Top of RECORDS FOR THIS TASK
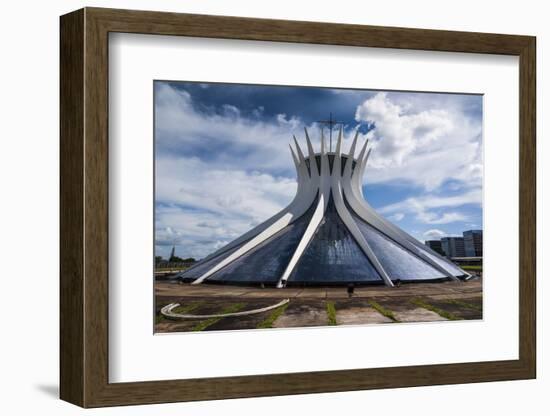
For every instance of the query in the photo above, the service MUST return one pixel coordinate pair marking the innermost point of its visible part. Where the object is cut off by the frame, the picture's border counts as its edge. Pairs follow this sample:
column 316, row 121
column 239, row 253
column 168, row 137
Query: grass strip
column 270, row 320
column 464, row 304
column 201, row 326
column 472, row 268
column 447, row 315
column 383, row 311
column 331, row 313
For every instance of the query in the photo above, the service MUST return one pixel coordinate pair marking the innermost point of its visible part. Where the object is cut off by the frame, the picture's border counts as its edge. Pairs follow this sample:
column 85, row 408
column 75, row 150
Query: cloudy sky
column 223, row 163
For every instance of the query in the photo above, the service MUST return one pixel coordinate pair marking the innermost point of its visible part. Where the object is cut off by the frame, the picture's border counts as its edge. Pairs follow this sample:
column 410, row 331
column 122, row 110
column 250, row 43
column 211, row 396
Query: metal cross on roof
column 330, row 123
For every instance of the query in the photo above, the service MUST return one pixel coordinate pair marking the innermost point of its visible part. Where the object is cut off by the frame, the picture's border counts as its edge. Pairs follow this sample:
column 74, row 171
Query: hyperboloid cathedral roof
column 328, row 235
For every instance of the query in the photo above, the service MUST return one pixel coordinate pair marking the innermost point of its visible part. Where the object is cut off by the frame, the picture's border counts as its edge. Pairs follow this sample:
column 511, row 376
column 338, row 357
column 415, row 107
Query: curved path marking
column 167, row 311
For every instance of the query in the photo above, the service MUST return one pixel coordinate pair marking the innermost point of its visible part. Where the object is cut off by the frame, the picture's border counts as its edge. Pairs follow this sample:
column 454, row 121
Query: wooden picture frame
column 84, row 207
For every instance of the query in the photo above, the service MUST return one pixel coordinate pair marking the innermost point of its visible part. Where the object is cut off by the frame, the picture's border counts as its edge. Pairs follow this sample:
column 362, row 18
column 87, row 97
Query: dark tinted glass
column 333, row 256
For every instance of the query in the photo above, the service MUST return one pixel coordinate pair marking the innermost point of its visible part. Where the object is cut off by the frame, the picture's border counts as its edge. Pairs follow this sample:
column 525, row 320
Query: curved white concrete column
column 316, row 183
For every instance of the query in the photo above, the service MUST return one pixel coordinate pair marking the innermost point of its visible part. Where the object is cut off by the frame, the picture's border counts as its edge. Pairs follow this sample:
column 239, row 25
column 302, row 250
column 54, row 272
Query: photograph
column 299, row 206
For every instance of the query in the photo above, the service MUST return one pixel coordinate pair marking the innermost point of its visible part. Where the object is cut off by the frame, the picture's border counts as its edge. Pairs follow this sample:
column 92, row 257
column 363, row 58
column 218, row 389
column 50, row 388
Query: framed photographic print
Bottom of RECORDS FOR THIS TASK
◆ THE PROBLEM ◆
When the line with "Query: cloudy sky" is reached in the data above, begin copying, and stop after the line with "column 211, row 396"; copy each line exactly, both ends included.

◆ ANSWER TO THE PROBLEM ◆
Query: cloudy sky
column 223, row 163
For every instance of the query in the photo above, the service MUST return one pixel coordinate pair marking the innermost point of its visible part. Where the object is cut off by the frame, the picture's border counts as its edge. Pairs follow this sample:
column 410, row 331
column 122, row 110
column 250, row 43
column 211, row 396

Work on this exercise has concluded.